● Work request: Here is a block of entries. Write out its lines exactly, from the first through the one containing "orange leaf | locate".

┄┄┄┄┄┄

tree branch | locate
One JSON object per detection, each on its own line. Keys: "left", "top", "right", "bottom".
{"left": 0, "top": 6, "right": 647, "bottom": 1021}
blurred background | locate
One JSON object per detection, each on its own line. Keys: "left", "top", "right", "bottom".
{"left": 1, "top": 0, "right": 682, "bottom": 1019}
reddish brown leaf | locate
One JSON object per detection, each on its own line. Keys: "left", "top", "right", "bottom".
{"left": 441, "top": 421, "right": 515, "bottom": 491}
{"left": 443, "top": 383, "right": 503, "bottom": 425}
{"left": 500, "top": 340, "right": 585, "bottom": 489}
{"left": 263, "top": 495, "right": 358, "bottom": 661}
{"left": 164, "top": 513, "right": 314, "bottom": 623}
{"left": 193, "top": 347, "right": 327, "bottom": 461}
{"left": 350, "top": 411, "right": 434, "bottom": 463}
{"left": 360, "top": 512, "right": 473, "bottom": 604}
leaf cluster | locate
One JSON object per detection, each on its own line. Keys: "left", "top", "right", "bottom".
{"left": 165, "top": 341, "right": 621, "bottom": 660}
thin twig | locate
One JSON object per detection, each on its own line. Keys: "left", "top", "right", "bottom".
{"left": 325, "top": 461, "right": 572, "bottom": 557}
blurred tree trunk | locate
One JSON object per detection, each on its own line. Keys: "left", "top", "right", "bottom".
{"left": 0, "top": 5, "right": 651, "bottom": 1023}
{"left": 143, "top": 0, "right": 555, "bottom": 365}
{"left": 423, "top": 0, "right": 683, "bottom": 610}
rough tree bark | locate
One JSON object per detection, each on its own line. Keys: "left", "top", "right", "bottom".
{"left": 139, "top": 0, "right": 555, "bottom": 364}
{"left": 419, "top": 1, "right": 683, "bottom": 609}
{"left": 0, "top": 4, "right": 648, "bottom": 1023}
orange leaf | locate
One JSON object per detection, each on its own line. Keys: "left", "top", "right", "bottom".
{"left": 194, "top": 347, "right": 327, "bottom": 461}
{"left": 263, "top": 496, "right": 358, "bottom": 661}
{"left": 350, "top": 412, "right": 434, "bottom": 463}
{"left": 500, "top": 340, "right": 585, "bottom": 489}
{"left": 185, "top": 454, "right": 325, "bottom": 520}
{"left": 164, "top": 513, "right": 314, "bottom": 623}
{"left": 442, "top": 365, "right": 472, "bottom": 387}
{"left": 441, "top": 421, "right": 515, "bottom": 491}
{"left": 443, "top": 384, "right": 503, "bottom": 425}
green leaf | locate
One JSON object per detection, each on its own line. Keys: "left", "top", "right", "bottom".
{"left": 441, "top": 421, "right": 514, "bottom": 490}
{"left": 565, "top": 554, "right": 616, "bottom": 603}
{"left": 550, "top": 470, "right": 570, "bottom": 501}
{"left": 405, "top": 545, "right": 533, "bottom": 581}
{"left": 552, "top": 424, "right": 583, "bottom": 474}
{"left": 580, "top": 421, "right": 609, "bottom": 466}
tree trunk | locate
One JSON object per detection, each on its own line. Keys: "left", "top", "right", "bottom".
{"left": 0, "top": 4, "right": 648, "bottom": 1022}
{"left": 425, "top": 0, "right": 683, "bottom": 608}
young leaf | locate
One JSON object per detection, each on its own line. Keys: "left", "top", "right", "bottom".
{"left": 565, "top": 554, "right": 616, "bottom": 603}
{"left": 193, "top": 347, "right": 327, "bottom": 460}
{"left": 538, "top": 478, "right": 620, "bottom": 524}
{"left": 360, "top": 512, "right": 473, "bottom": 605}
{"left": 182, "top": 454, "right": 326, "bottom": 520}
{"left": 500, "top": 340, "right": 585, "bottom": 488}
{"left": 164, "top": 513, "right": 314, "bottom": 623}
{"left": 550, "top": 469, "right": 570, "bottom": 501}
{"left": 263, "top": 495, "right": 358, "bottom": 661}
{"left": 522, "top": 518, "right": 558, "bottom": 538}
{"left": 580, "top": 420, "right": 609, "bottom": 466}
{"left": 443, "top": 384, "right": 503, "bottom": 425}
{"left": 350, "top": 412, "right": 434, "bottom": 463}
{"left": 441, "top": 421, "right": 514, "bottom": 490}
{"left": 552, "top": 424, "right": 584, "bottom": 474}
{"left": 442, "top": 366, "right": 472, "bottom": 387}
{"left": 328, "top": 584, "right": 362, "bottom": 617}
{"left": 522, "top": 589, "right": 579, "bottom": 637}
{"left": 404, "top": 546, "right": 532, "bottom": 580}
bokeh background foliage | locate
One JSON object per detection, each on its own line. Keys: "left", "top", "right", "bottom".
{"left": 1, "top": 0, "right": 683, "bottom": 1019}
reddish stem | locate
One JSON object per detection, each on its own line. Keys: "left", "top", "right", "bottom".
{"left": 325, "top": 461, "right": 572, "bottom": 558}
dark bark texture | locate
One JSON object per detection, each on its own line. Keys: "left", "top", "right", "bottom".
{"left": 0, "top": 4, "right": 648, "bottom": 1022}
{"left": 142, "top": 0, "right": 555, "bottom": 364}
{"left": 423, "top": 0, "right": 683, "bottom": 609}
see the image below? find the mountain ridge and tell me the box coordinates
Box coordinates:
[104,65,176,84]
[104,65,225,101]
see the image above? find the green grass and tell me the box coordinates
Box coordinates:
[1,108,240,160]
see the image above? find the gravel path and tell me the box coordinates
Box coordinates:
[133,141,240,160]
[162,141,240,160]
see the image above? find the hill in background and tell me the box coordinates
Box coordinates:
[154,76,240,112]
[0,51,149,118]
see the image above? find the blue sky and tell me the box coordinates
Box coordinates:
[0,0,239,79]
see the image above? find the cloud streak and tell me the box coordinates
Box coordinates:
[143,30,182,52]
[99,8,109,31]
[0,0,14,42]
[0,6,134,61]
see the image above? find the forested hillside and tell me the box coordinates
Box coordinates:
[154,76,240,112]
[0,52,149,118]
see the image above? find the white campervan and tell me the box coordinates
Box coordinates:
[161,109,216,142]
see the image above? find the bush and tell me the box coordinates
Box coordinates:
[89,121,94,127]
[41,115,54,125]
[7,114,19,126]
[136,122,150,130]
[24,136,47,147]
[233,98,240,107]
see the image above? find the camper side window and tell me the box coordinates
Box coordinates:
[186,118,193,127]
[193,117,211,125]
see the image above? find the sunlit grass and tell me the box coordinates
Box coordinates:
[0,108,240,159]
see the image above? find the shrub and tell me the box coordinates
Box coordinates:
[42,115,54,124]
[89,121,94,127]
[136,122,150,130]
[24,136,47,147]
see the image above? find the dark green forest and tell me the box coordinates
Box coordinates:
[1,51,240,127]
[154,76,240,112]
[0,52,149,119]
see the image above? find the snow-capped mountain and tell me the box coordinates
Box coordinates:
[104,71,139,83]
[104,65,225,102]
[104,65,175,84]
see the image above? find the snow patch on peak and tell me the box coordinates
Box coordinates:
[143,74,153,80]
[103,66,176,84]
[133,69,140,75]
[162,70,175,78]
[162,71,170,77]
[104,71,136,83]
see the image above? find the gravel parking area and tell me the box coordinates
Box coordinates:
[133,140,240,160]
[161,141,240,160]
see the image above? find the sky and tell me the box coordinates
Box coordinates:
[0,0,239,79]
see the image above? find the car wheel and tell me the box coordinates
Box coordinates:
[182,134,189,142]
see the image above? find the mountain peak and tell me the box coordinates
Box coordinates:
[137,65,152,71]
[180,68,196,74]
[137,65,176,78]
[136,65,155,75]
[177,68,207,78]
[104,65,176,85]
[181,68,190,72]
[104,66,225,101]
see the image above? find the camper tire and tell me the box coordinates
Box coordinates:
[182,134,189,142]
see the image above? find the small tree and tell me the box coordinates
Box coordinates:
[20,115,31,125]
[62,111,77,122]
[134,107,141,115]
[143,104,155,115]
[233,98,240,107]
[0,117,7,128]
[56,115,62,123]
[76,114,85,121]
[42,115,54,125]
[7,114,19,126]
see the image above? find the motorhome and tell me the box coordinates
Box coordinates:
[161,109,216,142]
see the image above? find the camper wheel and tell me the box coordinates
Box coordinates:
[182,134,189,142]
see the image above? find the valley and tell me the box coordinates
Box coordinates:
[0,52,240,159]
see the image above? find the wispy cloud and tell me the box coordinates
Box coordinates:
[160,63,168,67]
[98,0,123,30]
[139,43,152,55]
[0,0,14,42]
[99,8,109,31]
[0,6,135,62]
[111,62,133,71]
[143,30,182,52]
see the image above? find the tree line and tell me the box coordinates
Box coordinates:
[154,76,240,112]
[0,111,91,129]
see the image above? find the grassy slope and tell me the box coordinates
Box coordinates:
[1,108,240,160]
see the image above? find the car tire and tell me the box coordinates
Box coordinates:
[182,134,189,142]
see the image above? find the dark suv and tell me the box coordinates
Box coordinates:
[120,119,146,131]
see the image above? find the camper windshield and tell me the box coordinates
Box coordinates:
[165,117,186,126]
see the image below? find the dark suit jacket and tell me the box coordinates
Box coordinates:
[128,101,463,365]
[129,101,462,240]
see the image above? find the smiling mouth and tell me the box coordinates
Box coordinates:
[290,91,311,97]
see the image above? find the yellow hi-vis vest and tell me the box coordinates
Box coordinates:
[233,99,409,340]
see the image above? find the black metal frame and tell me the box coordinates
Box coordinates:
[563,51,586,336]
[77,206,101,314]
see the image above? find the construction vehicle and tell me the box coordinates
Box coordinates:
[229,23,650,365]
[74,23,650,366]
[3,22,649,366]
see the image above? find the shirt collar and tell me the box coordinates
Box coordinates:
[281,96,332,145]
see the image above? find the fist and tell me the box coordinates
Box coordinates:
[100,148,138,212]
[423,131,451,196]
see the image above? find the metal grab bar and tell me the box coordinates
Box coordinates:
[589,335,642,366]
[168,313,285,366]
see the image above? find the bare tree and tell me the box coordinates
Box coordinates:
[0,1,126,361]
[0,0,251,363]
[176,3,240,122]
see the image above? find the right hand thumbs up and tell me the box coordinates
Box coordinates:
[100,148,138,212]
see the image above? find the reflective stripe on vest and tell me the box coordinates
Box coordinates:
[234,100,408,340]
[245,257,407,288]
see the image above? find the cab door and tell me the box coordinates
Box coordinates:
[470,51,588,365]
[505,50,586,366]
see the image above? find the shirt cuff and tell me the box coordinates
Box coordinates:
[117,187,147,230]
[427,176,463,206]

┄┄┄┄┄┄

● Finished exercise:
tree branch | locate
One JSON object per detection, each on its own line. Keys: "left", "top", "right", "bottom".
{"left": 0, "top": 6, "right": 647, "bottom": 1021}
blurred background | locate
One JSON object per detection, each on its own line. Keys: "left", "top", "right", "bottom".
{"left": 1, "top": 0, "right": 682, "bottom": 1019}
reddish brown leaf | locate
One JSON object per detection, each on its own line. Keys: "left", "top", "right", "bottom".
{"left": 441, "top": 421, "right": 515, "bottom": 491}
{"left": 443, "top": 383, "right": 503, "bottom": 425}
{"left": 500, "top": 340, "right": 585, "bottom": 489}
{"left": 263, "top": 495, "right": 358, "bottom": 661}
{"left": 164, "top": 513, "right": 314, "bottom": 623}
{"left": 193, "top": 347, "right": 327, "bottom": 461}
{"left": 350, "top": 411, "right": 434, "bottom": 463}
{"left": 360, "top": 512, "right": 473, "bottom": 604}
leaf cluster | locate
One JSON object per detection, each on its own line. Keys: "left", "top", "right", "bottom".
{"left": 165, "top": 341, "right": 621, "bottom": 660}
thin twig | locate
One JSON object per detection, each on its own line. Keys: "left", "top", "right", "bottom".
{"left": 325, "top": 461, "right": 572, "bottom": 557}
blurred tree trunk | locate
One JSON object per detection, each on its own line. Keys: "left", "top", "right", "bottom".
{"left": 0, "top": 5, "right": 651, "bottom": 1023}
{"left": 143, "top": 0, "right": 555, "bottom": 365}
{"left": 423, "top": 0, "right": 683, "bottom": 610}
rough tree bark | locate
One JSON object per detection, each on its own line. Keys: "left", "top", "right", "bottom".
{"left": 139, "top": 0, "right": 555, "bottom": 364}
{"left": 419, "top": 1, "right": 683, "bottom": 609}
{"left": 0, "top": 4, "right": 648, "bottom": 1023}
orange leaf | locate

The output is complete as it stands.